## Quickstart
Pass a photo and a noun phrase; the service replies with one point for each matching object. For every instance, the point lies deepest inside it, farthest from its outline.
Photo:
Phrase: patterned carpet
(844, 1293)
...
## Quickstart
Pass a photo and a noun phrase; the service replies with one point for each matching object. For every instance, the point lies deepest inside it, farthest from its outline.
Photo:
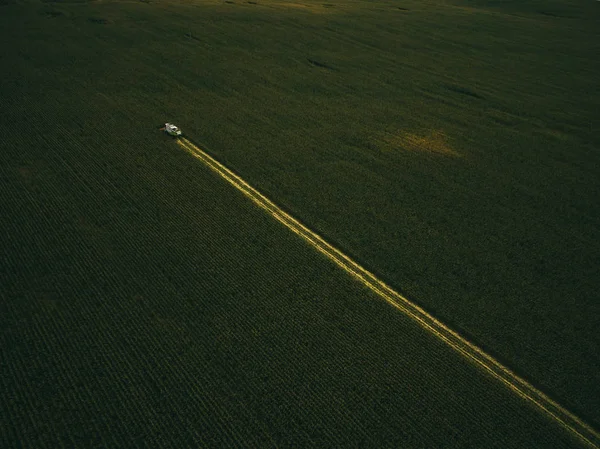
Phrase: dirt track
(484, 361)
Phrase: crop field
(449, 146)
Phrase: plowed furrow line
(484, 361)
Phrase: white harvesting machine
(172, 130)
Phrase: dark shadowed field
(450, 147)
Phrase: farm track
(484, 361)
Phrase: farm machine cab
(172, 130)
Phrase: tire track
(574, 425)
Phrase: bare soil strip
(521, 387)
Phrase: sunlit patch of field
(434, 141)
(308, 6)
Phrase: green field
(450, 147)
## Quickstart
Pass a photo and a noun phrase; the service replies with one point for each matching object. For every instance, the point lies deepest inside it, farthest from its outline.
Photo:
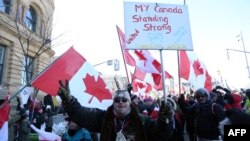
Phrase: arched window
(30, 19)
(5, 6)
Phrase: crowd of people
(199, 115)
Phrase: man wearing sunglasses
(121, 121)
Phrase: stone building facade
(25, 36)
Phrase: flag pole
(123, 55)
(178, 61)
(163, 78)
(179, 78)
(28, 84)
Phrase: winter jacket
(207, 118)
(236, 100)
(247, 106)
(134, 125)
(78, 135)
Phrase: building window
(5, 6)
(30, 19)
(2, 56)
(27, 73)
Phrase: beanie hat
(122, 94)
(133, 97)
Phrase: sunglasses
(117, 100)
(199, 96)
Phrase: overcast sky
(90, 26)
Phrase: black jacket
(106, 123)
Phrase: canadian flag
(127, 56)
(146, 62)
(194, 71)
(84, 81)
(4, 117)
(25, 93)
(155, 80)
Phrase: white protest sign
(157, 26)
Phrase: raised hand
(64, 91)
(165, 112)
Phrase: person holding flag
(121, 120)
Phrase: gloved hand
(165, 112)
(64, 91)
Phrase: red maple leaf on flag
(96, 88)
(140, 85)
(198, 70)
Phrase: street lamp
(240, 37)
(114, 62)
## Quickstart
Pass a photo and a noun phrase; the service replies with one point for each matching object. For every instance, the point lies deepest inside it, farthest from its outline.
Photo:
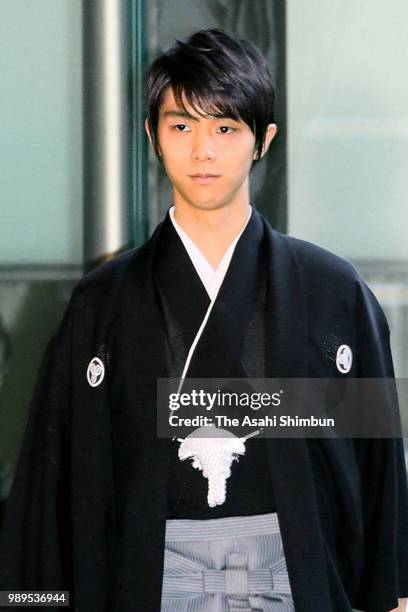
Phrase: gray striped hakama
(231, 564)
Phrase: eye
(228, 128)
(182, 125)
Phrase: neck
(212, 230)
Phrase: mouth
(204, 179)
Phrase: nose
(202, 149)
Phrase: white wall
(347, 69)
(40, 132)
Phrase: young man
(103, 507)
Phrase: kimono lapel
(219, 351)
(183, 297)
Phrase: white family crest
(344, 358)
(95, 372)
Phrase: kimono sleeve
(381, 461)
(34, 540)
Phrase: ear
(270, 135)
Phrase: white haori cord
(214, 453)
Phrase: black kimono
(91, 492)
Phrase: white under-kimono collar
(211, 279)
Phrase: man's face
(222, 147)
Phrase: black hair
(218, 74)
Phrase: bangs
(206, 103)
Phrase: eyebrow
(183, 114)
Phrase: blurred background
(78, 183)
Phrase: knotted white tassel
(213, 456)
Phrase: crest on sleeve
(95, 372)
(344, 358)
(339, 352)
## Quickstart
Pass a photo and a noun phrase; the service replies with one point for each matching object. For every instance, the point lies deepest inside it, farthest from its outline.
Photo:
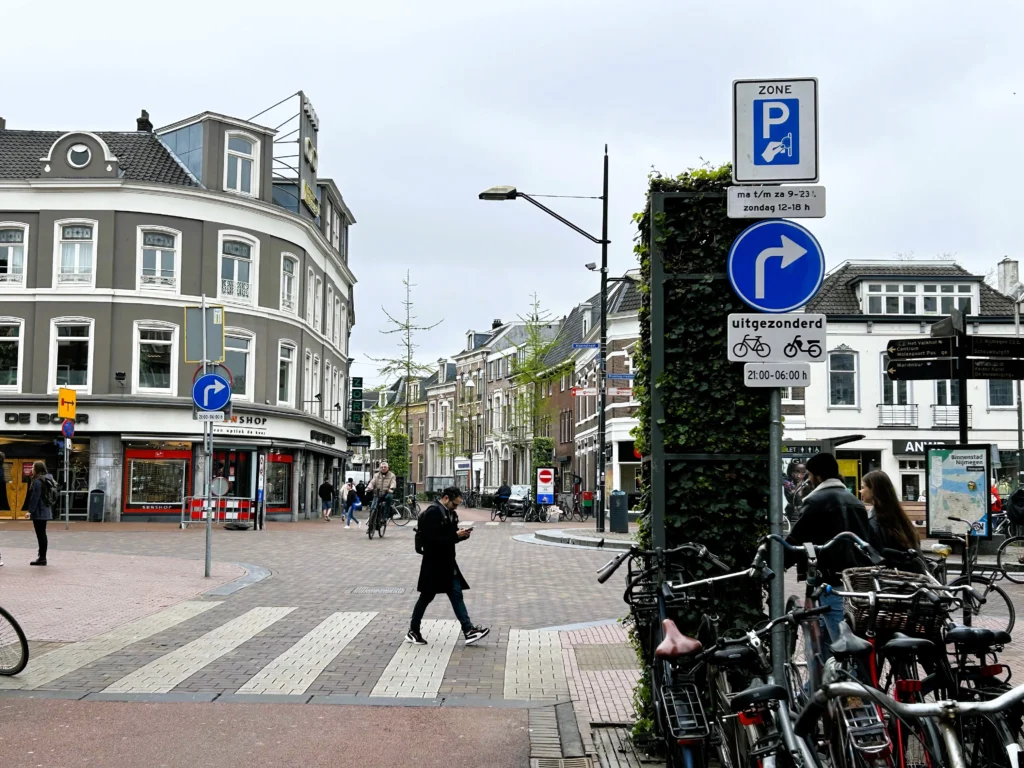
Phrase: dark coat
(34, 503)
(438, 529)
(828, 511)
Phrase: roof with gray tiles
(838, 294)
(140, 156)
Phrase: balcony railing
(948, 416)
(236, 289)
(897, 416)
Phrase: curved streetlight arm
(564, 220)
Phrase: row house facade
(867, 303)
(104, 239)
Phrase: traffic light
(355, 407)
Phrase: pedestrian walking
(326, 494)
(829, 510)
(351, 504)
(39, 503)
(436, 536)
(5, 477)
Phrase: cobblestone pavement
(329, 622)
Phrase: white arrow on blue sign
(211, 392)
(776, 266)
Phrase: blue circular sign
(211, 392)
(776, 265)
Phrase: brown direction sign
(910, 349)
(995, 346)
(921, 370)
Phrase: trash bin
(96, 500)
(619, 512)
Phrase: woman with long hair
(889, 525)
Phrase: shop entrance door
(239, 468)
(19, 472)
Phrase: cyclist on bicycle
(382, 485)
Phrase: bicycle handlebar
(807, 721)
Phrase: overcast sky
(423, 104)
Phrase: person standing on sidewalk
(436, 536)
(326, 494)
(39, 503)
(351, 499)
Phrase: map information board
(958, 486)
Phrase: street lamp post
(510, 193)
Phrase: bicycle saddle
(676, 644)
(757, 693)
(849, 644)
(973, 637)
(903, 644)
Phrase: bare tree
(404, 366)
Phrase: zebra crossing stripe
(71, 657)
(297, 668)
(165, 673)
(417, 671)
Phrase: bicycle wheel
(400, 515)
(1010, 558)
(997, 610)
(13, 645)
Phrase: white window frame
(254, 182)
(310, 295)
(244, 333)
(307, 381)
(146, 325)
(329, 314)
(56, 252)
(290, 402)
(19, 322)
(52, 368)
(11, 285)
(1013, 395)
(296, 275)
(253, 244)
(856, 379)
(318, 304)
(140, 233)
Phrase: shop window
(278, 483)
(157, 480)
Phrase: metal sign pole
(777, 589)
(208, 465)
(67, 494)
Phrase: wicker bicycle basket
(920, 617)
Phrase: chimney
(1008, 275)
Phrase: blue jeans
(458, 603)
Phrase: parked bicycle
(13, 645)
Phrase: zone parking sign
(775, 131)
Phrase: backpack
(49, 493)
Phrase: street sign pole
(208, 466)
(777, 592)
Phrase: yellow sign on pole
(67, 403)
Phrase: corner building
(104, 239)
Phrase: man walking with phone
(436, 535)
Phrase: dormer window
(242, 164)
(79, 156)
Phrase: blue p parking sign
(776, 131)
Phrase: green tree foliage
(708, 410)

• [Stated task]:
Locate every line in the items above that contains the word "black", and copy each of those lines in full.

• [Result]:
Phrase: black jacket
Phrase: black kimono
Phrase: black hair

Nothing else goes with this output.